*Requisito*
Anota sin cambios el fragmento del relato sobre el descubrimiento del jazz que va entre "Pero también estaban" y "taza de café.", ambos incluidos.

*Bloque de texto*
*-*-*
Mi familia, lo mismo que muchas que conozco, atesoraban discos con la misma pasión y voluntad con que hoy algunos reclaman ¡que suenen la campanita! Y en ese asunto de “compartir” casi todos éramos expertos en llevar un disco de pasta (vinilo para no defraudar a los demiurgos) envuelto en un periódico o en su empaque original. En el caso del casete la tarea era menos engorrosa: bastaba con un bolsillo para que fuera de un extremo a otro de La Habana.

 

La culpa de ese eclecticismo sonoro debe achacarse a mis padres, a algunos de sus amigos y a muchos vecinos. Crecí, como muchos, escuchando los mambos y boleros del Benny precedidos de su leyenda; los temas de la Aragón o de la orquesta de Enrique Jorrín; la voz inconfundible de Pacho Alonso y la voz de Elena Burke gravitando como un salmo inacabado en todo momento.

 

Pero también estaban los discos de “música americana” —como solía llamarle mi abuela— de un tal Frank Sinatra, de una mujer negra y gorda llamada Ella FitzGerald que; desde mi proverbial ignorancia infantil; confundía con Elena. Estaban los discos de otro Benny en que nadie cantaba y uno de una tal Miles Davis que tocaba la trompeta y que mi papá solía escuchar muy quedamente casi al final de día mientras tomaba su última taza de café.

 

Por ese entonces la palabra jazz era algo incomprensible para mí. No voy a negar que me gustaba aquella otra música americana que se combinaba con la de Frank Emilio o la de Samuel Téllez; y que lograba que mi padre se convirtiera en músico por unos minutos y fuera capaz de ejecutar él solo todos los instrumentos con acentuación en los solos de cada uno.

 

Tuvo que llegar la etapa final de mi adolescencia para descubrir todo lo que encerraba la palabra jazz. Primero de forma ordinaria —en su acepción más vulgar— y después en toda la extensión de su concepto.

 

Fue en ese entonces que conocí a Ramiro que era tío de mi amigo Juan Carlos “el viola”. Ramiro, a secas, fue tal vez quien por vez primera me habló de que el jazz se bailaba y que en Cuba había bailadores de jazz. Aquello fue una revelación de peso.
*-*-*
[Entradas de contorno etiquetadas]

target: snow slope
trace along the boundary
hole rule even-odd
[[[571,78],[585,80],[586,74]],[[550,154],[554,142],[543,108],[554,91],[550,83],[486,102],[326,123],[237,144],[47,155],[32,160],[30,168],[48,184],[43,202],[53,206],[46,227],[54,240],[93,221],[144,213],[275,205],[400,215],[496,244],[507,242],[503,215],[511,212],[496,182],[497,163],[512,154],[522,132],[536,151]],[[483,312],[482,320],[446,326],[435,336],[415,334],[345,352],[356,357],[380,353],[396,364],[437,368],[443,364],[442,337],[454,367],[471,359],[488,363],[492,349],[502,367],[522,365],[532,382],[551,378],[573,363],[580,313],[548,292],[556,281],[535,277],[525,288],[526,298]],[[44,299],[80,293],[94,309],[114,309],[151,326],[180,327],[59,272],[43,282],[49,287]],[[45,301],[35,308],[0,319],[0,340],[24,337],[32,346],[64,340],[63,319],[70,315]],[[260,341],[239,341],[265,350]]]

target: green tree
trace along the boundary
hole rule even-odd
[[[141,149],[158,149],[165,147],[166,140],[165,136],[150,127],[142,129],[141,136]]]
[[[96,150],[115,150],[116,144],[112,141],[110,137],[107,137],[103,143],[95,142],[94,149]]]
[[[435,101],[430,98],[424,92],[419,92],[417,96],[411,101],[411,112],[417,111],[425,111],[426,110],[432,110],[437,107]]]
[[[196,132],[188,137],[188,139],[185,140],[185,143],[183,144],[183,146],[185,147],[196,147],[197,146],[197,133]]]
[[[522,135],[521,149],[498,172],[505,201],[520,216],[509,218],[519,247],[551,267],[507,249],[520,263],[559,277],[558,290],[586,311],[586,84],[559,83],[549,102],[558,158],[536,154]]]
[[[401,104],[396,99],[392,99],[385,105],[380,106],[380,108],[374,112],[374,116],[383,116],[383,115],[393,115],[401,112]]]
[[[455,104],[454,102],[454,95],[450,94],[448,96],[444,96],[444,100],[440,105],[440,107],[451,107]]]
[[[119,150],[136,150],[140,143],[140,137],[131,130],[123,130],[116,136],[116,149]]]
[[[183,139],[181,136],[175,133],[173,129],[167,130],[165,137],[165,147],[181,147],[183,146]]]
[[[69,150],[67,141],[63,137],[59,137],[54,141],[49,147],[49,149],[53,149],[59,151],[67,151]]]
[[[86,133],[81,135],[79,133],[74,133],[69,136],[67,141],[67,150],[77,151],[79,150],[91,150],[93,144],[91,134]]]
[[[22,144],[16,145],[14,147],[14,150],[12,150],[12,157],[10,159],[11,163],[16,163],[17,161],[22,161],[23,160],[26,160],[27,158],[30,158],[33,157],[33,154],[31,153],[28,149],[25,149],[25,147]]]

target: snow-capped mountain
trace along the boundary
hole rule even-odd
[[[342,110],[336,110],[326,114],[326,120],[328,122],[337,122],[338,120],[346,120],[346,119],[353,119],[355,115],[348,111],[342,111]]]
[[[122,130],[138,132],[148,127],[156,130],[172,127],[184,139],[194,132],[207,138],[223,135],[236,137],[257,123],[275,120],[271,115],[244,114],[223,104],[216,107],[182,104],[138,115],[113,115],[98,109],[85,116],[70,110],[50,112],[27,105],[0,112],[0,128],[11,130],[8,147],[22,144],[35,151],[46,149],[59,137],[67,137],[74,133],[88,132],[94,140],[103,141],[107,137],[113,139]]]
*-*-*
*Respuesta correspondiente*
Pero también estaban los discos de “música americana” —como solía llamarle mi abuela— de un tal Frank Sinatra, de una mujer negra y gorda llamada Ella FitzGerald que; desde mi proverbial ignorancia infantil; confundía con Elena. Estaban los discos de otro Benny en que nadie cantaba y uno de una tal Miles Davis que tocaba la trompeta y que mi papá solía escuchar muy quedamente casi al final de día mientras tomaba su última taza de café.